----- Material shown -----

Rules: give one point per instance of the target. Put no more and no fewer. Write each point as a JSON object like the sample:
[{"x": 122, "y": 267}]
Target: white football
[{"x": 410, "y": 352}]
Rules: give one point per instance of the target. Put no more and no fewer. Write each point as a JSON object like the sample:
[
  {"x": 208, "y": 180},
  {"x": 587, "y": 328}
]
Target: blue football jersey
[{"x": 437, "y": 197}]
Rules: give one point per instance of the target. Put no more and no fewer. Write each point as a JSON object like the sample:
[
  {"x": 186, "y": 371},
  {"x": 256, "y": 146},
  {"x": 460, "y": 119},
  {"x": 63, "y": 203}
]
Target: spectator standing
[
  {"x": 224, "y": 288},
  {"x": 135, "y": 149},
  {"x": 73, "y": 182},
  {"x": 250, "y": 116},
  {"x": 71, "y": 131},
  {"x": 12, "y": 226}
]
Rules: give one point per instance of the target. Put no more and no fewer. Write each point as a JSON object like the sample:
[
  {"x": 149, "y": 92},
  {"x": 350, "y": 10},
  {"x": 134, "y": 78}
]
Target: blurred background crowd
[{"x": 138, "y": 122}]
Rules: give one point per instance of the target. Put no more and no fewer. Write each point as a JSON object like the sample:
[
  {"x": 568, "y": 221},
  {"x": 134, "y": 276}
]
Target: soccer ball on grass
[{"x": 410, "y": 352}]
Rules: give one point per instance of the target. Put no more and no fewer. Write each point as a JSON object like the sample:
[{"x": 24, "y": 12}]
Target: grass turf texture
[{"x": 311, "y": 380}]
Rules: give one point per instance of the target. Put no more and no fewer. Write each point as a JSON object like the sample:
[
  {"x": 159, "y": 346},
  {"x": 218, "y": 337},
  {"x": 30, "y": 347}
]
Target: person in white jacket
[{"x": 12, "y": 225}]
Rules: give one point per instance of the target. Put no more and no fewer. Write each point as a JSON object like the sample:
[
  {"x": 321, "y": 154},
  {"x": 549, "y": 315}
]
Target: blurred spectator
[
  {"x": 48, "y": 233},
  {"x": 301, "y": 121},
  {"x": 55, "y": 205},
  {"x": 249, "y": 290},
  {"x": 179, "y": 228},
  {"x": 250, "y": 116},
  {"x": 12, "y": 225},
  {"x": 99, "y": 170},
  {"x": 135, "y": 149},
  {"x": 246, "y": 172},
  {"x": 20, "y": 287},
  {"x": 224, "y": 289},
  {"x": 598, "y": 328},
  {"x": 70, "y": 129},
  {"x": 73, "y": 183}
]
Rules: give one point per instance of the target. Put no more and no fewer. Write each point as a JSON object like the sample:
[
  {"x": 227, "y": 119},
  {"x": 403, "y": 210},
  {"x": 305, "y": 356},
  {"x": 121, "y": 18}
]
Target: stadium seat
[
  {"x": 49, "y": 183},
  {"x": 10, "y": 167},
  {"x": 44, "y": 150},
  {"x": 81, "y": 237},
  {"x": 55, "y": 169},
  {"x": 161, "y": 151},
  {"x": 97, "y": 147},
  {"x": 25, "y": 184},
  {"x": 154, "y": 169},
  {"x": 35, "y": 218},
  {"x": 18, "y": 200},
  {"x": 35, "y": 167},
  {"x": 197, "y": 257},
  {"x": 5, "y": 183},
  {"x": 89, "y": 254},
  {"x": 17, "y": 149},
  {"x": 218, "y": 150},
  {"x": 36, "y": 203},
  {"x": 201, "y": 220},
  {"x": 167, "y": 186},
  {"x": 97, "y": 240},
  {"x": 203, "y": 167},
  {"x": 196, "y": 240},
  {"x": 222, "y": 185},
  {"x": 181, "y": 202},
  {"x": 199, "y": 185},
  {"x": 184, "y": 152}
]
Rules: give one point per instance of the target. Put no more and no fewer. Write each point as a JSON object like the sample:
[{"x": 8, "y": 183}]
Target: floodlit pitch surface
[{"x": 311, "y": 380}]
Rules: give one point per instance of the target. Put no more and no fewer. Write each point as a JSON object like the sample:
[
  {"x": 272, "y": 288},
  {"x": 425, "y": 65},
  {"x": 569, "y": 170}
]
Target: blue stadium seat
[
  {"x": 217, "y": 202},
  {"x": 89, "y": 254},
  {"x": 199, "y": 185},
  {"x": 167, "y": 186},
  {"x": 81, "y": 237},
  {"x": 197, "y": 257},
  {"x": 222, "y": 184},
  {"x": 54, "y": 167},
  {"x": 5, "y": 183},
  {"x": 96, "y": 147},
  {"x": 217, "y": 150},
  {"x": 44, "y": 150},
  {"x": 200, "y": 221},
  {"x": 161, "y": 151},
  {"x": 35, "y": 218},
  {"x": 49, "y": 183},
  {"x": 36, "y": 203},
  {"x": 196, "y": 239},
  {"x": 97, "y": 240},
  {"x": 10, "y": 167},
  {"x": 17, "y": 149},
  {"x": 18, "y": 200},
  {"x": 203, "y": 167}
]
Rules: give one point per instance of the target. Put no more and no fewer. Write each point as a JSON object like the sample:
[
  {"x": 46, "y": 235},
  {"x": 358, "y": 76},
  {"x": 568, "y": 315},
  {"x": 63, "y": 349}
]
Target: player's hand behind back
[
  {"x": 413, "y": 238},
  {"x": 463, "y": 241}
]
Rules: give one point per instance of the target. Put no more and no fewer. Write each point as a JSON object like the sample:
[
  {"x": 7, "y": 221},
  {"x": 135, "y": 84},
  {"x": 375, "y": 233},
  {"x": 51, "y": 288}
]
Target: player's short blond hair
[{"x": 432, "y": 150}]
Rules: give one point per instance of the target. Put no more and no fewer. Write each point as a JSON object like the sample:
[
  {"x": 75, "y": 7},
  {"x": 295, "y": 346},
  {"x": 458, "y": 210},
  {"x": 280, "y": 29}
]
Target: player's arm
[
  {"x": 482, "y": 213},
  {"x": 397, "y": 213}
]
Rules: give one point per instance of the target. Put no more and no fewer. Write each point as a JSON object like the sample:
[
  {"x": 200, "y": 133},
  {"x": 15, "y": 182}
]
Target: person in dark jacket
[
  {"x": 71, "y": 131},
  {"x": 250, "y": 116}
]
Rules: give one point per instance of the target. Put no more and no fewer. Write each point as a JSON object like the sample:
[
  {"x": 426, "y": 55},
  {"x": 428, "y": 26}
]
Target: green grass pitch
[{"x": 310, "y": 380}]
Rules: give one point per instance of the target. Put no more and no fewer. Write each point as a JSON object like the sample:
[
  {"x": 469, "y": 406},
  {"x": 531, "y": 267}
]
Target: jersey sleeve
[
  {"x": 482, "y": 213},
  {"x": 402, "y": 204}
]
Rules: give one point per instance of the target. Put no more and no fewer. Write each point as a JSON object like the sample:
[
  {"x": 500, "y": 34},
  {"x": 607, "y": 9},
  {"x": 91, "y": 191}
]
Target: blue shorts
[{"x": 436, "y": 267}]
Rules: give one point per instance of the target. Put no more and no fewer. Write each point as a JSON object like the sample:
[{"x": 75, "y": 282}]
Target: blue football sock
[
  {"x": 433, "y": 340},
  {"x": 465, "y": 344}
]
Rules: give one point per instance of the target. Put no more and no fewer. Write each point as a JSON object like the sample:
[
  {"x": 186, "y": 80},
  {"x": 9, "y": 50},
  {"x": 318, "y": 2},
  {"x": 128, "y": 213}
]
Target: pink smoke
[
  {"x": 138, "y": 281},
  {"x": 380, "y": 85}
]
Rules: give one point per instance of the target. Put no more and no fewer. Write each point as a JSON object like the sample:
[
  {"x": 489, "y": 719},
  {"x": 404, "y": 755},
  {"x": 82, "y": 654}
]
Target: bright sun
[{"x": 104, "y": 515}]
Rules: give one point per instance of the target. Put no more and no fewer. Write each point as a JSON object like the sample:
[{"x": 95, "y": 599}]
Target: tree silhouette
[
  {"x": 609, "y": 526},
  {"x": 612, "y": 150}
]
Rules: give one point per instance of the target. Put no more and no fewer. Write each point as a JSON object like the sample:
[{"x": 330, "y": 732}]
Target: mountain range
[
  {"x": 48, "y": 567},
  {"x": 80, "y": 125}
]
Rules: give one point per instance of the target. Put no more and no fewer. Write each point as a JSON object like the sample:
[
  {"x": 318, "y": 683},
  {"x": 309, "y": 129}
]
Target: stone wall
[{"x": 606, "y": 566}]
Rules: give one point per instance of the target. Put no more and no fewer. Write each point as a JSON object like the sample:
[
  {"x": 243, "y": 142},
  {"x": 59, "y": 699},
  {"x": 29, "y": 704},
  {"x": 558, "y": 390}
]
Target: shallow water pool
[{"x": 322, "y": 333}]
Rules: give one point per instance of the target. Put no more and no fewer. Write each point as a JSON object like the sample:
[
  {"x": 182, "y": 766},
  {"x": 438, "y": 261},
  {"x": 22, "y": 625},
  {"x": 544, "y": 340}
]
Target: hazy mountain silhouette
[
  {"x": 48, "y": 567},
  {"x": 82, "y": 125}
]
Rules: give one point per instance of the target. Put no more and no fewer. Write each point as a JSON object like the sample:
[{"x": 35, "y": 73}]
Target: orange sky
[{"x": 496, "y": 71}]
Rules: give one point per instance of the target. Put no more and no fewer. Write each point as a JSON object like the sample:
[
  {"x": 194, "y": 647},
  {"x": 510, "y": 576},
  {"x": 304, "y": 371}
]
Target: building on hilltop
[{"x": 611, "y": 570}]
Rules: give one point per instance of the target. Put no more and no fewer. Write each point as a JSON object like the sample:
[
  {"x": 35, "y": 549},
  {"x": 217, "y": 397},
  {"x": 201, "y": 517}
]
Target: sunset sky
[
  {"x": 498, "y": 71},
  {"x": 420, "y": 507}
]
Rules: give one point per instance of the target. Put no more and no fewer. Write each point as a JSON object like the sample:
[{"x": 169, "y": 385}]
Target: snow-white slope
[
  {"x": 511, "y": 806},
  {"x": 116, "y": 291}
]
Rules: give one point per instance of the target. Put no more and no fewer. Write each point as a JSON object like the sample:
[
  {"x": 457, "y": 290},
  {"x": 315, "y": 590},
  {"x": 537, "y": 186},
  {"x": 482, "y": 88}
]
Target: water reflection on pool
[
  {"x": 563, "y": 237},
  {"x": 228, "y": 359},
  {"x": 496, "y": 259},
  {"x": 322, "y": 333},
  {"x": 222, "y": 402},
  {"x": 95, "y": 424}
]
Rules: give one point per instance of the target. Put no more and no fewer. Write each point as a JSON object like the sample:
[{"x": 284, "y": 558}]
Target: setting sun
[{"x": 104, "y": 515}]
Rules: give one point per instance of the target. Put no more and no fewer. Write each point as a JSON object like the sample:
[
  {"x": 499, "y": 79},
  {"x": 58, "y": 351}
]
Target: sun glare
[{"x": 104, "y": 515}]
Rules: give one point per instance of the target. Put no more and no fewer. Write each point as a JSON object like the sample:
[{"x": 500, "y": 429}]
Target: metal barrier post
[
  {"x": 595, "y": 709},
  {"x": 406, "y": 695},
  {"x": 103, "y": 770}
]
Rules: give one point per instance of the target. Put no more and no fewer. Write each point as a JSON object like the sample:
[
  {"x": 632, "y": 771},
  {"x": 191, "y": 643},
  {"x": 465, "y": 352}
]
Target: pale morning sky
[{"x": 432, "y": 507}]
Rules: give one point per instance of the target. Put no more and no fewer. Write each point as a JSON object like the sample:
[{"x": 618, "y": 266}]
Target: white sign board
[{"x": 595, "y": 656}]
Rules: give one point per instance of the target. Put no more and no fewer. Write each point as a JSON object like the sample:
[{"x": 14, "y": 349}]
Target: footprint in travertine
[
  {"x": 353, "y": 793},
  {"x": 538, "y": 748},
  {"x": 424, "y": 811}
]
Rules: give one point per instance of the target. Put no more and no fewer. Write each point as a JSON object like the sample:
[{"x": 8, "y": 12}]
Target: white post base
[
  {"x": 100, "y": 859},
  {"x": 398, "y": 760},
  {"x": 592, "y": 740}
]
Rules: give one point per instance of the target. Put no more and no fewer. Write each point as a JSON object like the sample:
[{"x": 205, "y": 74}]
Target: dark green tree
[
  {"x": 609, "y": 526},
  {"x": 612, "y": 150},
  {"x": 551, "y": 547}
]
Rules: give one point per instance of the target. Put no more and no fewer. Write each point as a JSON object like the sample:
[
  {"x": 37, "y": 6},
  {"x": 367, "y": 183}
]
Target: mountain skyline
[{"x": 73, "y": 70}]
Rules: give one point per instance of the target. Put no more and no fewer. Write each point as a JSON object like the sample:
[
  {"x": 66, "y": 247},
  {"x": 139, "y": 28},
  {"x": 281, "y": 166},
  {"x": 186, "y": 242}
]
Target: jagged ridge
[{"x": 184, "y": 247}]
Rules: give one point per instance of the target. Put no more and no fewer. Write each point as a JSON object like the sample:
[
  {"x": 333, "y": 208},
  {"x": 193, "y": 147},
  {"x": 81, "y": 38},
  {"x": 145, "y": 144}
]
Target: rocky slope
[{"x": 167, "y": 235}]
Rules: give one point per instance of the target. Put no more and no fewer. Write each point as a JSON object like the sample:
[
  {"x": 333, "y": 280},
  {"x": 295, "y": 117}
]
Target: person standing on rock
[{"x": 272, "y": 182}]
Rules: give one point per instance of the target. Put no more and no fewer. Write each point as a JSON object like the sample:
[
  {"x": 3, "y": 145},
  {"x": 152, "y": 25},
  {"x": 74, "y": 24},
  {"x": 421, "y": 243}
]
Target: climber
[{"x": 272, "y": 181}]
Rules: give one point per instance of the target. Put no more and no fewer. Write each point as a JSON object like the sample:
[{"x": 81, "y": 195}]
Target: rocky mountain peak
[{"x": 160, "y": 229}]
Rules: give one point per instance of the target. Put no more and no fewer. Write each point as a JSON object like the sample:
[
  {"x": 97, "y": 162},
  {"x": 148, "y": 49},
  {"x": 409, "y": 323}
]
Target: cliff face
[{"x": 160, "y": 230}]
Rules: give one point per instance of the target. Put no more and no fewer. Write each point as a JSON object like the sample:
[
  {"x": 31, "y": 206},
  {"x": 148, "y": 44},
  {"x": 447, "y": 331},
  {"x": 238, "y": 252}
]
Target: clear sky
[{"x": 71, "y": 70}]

-----

Count the lines in the records above that include the word "blurred". Reply with only the number.

2